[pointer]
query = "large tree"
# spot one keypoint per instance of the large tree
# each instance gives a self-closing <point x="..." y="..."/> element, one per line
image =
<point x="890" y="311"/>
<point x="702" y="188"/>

------------------------------

> **REQUIRED WORK**
I need each line from the listing where the word "large" occurs.

> **OUTPUT BELOW**
query = "large tree"
# spot one keypoint per instance of the large tree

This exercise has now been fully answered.